• _EXERCISE TASK_
Render every line of the material below as a JSON list of strings, one string per line, with blank lines omitted and the pictures left out.

• _DATA IN THIS EXERCISE_
"""
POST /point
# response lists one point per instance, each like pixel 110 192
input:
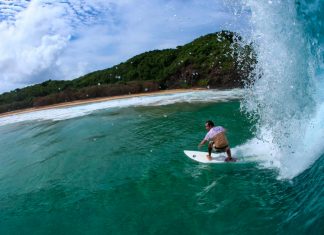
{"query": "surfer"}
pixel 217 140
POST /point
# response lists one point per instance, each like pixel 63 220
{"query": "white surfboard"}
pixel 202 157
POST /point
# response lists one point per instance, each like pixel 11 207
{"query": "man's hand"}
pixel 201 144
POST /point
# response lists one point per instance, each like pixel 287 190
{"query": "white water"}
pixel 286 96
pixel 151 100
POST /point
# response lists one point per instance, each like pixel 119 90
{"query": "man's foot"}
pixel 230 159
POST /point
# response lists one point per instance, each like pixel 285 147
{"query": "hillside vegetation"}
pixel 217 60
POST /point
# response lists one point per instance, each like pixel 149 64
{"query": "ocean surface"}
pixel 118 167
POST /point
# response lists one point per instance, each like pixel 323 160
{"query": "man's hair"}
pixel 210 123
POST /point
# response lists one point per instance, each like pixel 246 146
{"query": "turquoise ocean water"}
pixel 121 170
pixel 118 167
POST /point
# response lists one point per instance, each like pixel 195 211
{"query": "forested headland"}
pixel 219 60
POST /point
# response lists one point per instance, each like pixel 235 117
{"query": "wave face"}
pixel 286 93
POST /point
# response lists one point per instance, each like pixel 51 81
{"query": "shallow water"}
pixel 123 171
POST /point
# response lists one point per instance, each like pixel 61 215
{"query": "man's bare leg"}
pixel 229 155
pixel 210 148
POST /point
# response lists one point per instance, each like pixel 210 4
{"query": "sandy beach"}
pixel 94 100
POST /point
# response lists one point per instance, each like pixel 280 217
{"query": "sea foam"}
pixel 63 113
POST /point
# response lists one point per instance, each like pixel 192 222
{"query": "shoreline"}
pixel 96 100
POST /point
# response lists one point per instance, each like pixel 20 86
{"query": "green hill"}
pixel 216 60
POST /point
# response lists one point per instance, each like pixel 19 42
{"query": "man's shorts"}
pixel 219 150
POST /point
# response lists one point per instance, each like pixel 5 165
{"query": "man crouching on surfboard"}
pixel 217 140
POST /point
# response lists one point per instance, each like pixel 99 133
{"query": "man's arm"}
"""
• _REPLY TO THE TASK_
[
  "POST /point",
  "# response lists one point per instance, each like pixel 110 192",
  "input:",
  "{\"query\": \"surfer\"}",
  "pixel 217 140",
  "POST /point",
  "# response lists one point per instance, each like pixel 63 220",
  "{\"query\": \"white surfboard\"}",
  "pixel 202 157",
  "POST /point",
  "# response lists one point per instance, each like pixel 11 207",
  "{\"query\": \"man's hand\"}",
  "pixel 201 144",
  "POST /point",
  "# response lists one point per instance, each like pixel 287 190",
  "{\"query\": \"white water\"}",
  "pixel 286 96",
  "pixel 151 100",
  "POST /point",
  "# response lists one point per instance, each like pixel 119 90",
  "{\"query\": \"man's foot\"}",
  "pixel 230 159",
  "POST /point",
  "# response lists one point per instance, each like pixel 285 147",
  "{\"query\": \"hillside vegetation\"}",
  "pixel 217 60",
  "POST /point",
  "# response lists one point per instance, each like pixel 149 64",
  "{\"query\": \"ocean surface\"}",
  "pixel 118 167",
  "POST /point",
  "# response lists one point per instance, each like pixel 323 160",
  "{\"query\": \"man's hair\"}",
  "pixel 210 123",
  "POST /point",
  "# response lists one point per instance, each like pixel 246 146",
  "{\"query\": \"turquoise ocean water\"}",
  "pixel 121 170",
  "pixel 118 167",
  "POST /point",
  "# response lists one point per instance, each like pixel 195 211",
  "{\"query\": \"forested headland\"}",
  "pixel 219 60",
  "POST /point",
  "# response lists one point per instance, each like pixel 235 117",
  "{\"query\": \"wave face\"}",
  "pixel 286 93",
  "POST /point",
  "# response lists one point per instance, each like pixel 51 81",
  "{\"query\": \"shallow water\"}",
  "pixel 123 171",
  "POST /point",
  "# response lists one point per instance, each like pixel 61 215",
  "{\"query\": \"man's bare leg\"}",
  "pixel 229 155",
  "pixel 210 148",
  "POST /point",
  "# response lists one point per instance, each like pixel 210 4",
  "{\"query\": \"sandy beach\"}",
  "pixel 94 100",
  "POST /point",
  "# response lists one point per instance, each like pixel 280 217",
  "{\"query\": \"sea foam\"}",
  "pixel 63 113",
  "POST /point",
  "# response lists one point per instance, each like pixel 192 222",
  "{\"query\": \"shoreline\"}",
  "pixel 96 100",
  "POST /point",
  "# response lists one point per instance, each like pixel 20 86",
  "{\"query\": \"green hill\"}",
  "pixel 216 60",
  "POST /point",
  "# response lists one point per instance, each like pixel 19 42",
  "{\"query\": \"man's shorts\"}",
  "pixel 219 150",
  "POST /point",
  "# response lists one point per instance, each like pixel 5 165",
  "{\"query\": \"man crouching on surfboard\"}",
  "pixel 217 140",
  "POST /point",
  "# response lists one point per instance, each like pixel 99 133",
  "{\"query\": \"man's arm\"}"
]